* _What to work on_
The entries below are to be reproduced exactly, with their pictures omitted.

Data items:

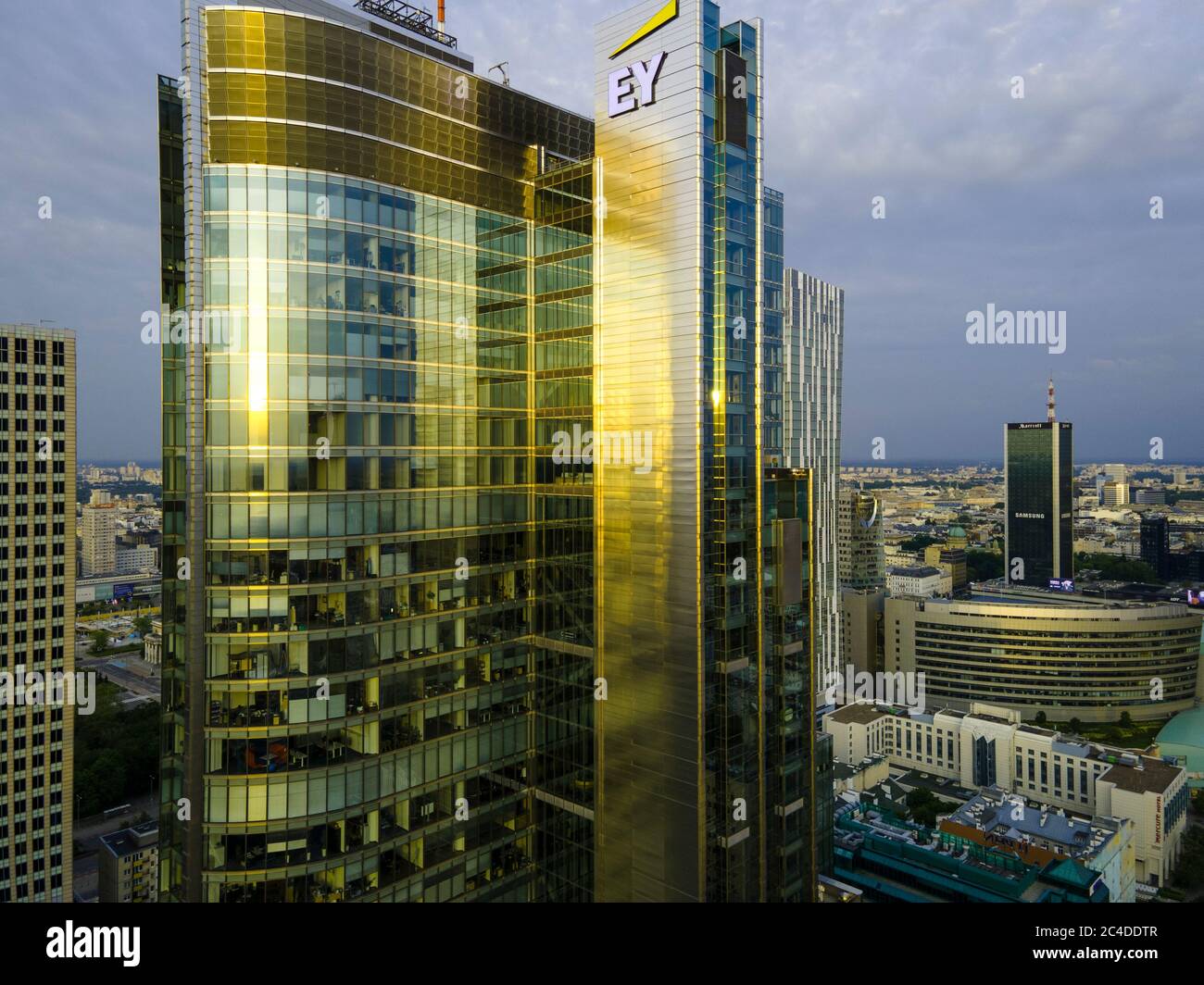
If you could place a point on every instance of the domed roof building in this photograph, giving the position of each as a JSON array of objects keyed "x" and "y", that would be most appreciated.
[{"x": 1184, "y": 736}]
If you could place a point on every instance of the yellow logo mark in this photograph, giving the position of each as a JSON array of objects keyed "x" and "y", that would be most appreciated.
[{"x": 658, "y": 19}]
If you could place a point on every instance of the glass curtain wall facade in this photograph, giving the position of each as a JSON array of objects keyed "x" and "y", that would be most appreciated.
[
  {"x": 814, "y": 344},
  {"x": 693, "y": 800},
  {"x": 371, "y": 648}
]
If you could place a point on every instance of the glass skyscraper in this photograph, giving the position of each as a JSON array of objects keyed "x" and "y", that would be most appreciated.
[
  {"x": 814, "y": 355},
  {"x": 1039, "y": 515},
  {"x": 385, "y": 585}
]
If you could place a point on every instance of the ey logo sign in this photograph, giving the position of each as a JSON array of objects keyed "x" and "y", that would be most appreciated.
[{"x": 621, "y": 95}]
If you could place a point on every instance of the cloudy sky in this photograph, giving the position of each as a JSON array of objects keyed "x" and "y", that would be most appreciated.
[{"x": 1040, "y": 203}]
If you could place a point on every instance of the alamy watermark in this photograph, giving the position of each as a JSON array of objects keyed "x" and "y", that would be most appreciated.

* _Exercise solution_
If you could place a point on every instance of the domed roof building in this photograph, giving the position of each as a JSON array of objects keyed "x" and "y", that would be most appreciated.
[{"x": 1184, "y": 736}]
If you could place a point on every instance of the yellow logo mark in this photograph, giving the position of each as a JSON array of objects keyed "x" and "y", that would be most appreciated.
[{"x": 658, "y": 19}]
If you could place a point on every instance of the glass curtain wall facade in this photograph, giving the position of each as a JSON array of objects keyed "x" and "y", that would be most appreciated.
[
  {"x": 814, "y": 344},
  {"x": 693, "y": 800},
  {"x": 371, "y": 648}
]
If you could place a point on every instance of the glass skyscraper in this photograph, giving the position of each as a JSON array of objects keyed "x" and "y", that would be most appreciated.
[
  {"x": 814, "y": 355},
  {"x": 1039, "y": 515},
  {"x": 385, "y": 585}
]
If you could place a point on every instance of the ey logo sign in this photograph, giving the position of each as a JSON array of objects keyed "x" and "y", that would be most appreciated.
[{"x": 621, "y": 95}]
If you could place a point on every instance of the cloudy sky in this photograph, giving the position of each as a JSON array of objects keyed "x" and "y", that would be most appreciated.
[{"x": 1040, "y": 203}]
If you could place a point on every instance of the alamy watermark in this photograph, giving the position of each as a JSON array of objects keyed "x" and "y", that would be most appreciated.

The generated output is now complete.